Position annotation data
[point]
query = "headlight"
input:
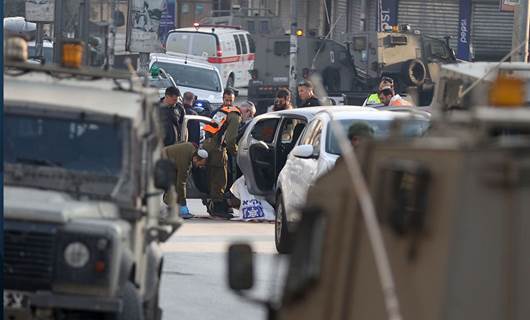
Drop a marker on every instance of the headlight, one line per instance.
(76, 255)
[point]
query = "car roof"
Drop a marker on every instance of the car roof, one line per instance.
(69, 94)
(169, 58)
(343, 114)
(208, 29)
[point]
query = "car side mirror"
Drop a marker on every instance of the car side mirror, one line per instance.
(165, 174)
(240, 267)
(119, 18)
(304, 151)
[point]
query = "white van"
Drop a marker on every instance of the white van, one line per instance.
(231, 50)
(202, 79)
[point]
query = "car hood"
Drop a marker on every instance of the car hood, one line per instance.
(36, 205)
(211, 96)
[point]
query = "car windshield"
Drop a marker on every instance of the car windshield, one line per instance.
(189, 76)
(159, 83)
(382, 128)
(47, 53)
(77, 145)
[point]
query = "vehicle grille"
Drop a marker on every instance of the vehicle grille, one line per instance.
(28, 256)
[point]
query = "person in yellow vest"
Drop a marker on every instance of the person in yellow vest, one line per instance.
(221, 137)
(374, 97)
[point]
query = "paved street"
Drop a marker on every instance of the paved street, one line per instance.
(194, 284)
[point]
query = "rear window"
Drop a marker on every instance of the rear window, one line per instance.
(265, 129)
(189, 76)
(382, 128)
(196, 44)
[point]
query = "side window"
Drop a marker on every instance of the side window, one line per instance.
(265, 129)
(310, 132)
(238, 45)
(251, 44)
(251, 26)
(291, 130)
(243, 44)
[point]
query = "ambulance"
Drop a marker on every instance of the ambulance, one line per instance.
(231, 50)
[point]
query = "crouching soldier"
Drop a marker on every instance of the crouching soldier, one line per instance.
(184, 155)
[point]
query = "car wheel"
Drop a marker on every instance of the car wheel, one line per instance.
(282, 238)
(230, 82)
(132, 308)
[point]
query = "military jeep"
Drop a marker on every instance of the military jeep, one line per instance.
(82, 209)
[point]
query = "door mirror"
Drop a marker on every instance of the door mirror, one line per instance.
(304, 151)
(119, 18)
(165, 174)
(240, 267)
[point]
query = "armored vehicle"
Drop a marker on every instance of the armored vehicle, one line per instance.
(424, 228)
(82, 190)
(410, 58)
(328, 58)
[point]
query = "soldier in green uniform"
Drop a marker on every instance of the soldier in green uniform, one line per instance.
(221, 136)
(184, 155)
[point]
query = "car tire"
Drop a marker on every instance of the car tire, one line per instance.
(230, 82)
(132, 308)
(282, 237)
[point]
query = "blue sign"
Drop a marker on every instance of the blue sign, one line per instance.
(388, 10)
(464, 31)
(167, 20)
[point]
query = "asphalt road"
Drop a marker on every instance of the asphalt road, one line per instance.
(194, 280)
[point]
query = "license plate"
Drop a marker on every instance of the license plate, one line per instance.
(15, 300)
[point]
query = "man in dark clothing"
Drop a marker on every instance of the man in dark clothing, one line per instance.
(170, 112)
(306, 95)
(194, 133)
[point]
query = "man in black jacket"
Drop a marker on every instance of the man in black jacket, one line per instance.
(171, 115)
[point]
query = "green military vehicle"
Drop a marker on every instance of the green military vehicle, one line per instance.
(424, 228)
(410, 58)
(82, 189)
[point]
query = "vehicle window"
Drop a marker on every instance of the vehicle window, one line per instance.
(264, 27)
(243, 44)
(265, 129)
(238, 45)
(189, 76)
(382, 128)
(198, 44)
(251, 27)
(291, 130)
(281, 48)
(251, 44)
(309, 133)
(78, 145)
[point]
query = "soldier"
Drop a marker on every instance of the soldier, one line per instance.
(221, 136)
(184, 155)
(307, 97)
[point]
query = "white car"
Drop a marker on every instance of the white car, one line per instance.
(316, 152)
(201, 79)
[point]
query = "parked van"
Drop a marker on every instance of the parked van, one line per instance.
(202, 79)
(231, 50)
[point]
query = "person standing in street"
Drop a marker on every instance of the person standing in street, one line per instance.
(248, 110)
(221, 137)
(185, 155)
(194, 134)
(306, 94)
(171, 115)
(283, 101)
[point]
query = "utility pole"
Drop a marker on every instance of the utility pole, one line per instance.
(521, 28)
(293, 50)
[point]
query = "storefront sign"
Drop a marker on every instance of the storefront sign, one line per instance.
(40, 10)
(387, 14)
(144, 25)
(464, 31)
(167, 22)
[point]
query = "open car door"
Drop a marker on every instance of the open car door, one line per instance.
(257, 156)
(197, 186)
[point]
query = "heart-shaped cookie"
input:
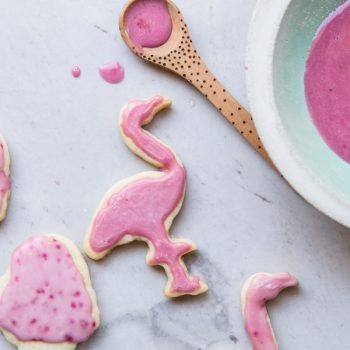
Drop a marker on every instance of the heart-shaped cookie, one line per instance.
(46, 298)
--
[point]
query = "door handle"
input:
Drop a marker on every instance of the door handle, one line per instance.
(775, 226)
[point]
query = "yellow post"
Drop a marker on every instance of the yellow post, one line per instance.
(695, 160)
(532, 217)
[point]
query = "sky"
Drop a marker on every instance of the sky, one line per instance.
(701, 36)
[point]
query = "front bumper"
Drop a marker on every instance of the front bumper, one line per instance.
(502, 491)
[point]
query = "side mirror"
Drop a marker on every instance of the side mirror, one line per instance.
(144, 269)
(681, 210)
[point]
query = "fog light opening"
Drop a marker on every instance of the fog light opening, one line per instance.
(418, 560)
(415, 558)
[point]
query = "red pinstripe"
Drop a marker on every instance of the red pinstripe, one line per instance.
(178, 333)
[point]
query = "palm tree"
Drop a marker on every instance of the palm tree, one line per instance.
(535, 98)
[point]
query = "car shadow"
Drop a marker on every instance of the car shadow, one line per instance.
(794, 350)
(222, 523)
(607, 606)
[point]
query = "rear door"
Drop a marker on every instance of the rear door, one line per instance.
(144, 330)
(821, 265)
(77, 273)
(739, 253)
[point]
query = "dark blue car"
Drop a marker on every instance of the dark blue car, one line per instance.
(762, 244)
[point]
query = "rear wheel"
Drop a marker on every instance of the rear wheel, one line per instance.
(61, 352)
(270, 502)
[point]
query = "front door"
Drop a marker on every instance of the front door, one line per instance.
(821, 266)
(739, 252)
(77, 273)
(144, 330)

Written request:
Extract every line of the data above that contains the string "blue", matching case exactly.

Exercise answer:
query = "blue sign"
Drop a marker on every instance of the blue sign, one line per instance.
query = "dark blue car"
Drop a marker on every instance of the dark blue car, one line per instance.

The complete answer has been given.